EXERCISE INPUT ::
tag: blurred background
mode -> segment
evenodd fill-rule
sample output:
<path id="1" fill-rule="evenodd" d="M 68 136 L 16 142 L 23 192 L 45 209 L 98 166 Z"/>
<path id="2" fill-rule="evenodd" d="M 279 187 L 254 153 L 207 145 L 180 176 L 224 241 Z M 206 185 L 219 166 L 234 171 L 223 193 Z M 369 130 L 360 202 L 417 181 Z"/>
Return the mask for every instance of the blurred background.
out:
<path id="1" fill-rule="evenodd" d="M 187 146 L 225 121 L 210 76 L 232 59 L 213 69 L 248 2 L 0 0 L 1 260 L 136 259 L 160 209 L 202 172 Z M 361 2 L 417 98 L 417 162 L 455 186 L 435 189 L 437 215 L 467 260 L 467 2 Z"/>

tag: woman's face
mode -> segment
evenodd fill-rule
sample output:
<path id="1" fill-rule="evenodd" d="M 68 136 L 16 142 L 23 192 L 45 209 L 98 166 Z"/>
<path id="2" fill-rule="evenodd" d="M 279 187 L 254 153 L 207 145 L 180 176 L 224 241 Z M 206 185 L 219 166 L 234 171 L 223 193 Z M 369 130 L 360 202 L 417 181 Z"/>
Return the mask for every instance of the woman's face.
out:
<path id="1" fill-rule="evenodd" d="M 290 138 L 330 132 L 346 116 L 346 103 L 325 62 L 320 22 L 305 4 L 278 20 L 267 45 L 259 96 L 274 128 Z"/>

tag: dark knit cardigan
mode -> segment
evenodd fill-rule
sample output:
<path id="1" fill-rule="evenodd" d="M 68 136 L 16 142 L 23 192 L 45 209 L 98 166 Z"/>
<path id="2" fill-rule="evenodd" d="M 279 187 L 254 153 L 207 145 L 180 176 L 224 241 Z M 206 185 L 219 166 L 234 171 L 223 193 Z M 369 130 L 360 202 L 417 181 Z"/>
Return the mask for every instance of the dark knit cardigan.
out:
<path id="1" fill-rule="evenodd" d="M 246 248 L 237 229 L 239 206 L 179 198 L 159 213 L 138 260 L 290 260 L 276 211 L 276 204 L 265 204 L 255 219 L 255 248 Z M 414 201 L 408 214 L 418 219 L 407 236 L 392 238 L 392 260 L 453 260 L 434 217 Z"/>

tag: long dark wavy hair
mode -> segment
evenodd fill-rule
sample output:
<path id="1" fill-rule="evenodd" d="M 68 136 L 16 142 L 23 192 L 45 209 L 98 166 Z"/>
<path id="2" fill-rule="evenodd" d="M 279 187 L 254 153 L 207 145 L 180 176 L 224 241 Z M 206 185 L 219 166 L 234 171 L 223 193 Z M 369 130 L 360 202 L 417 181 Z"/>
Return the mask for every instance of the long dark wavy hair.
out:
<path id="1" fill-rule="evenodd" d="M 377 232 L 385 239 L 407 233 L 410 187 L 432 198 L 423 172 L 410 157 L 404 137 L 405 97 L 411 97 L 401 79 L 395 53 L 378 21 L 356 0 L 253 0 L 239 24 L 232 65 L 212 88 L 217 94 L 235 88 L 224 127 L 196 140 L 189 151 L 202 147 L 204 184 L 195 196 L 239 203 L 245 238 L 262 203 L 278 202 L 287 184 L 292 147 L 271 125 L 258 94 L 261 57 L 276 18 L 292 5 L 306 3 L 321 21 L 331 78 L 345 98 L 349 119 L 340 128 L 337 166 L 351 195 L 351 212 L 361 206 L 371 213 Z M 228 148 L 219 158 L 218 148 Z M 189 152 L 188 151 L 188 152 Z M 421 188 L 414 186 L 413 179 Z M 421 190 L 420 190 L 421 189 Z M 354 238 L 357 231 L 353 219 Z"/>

AIM ::
Turn every line of the records above into a numbered list, leaving out the blank lines.

OUTPUT ::
1. tag: blurred background
2. mode -> segment
3. evenodd fill-rule
4. sample output:
5. <path id="1" fill-rule="evenodd" d="M 68 136 L 16 142 L 23 192 L 45 209 L 98 166 Z"/>
6. <path id="2" fill-rule="evenodd" d="M 279 187 L 254 153 L 207 145 L 180 176 L 224 241 Z M 206 185 L 219 166 L 234 171 L 223 193 Z M 369 130 L 360 202 L 417 181 Z"/>
7. Return the mask for every instance of the blurred background.
8. out:
9. <path id="1" fill-rule="evenodd" d="M 187 146 L 225 121 L 210 76 L 232 59 L 213 69 L 248 2 L 0 0 L 1 260 L 136 259 L 160 209 L 202 172 Z M 361 2 L 417 98 L 417 162 L 455 186 L 435 189 L 437 215 L 467 260 L 467 2 Z"/>
10. tag: woman's face
11. mode -> segment
12. evenodd fill-rule
13. sample output:
14. <path id="1" fill-rule="evenodd" d="M 68 136 L 16 142 L 23 192 L 45 209 L 98 166 Z"/>
15. <path id="2" fill-rule="evenodd" d="M 279 187 L 254 153 L 207 145 L 180 176 L 224 241 Z M 206 185 L 219 166 L 234 171 L 223 193 Z M 369 130 L 360 202 L 417 181 Z"/>
16. Return the mask for every instance of the woman's face.
17. out:
18. <path id="1" fill-rule="evenodd" d="M 290 138 L 330 132 L 346 116 L 346 103 L 325 62 L 320 22 L 305 4 L 278 20 L 267 45 L 259 96 L 274 128 Z"/>
19. tag: dark knit cardigan
20. mode -> segment
21. evenodd fill-rule
22. sample output:
23. <path id="1" fill-rule="evenodd" d="M 68 136 L 16 142 L 23 192 L 45 209 L 98 166 Z"/>
24. <path id="2" fill-rule="evenodd" d="M 279 187 L 254 153 L 207 145 L 180 176 L 224 241 Z M 206 185 L 219 166 L 234 171 L 223 193 Z M 369 130 L 360 202 L 417 181 Z"/>
25. Return the mask for every instance of the dark knit cardigan.
26. out:
27. <path id="1" fill-rule="evenodd" d="M 246 248 L 237 229 L 239 206 L 179 198 L 159 213 L 138 260 L 290 260 L 276 211 L 276 204 L 265 204 L 255 219 L 255 248 Z M 414 201 L 408 214 L 418 219 L 407 236 L 392 238 L 392 260 L 453 260 L 434 217 Z"/>
28. tag: long dark wavy hair
29. mode -> segment
30. evenodd fill-rule
31. sample output:
32. <path id="1" fill-rule="evenodd" d="M 68 136 L 16 142 L 23 192 L 45 209 L 98 166 Z"/>
33. <path id="2" fill-rule="evenodd" d="M 279 187 L 254 153 L 207 145 L 180 176 L 224 241 Z M 206 185 L 219 166 L 234 171 L 223 193 Z M 369 130 L 360 202 L 417 181 Z"/>
34. Return the mask for every instance of the long dark wavy hair.
35. out:
36. <path id="1" fill-rule="evenodd" d="M 377 232 L 385 239 L 407 233 L 410 187 L 432 198 L 423 172 L 410 157 L 404 137 L 405 97 L 411 97 L 401 79 L 395 53 L 378 21 L 356 0 L 253 0 L 239 24 L 232 65 L 212 88 L 217 94 L 235 88 L 224 127 L 196 140 L 189 151 L 202 147 L 204 184 L 195 196 L 239 203 L 245 238 L 262 203 L 278 202 L 287 184 L 292 147 L 271 125 L 258 94 L 261 57 L 276 18 L 292 5 L 306 3 L 321 21 L 331 78 L 345 98 L 349 119 L 340 128 L 337 166 L 351 195 L 351 212 L 361 206 L 371 213 Z M 228 148 L 219 158 L 218 148 Z M 189 152 L 188 151 L 188 152 Z M 421 188 L 414 186 L 413 179 Z M 421 190 L 420 190 L 421 189 Z M 354 238 L 357 231 L 353 219 Z"/>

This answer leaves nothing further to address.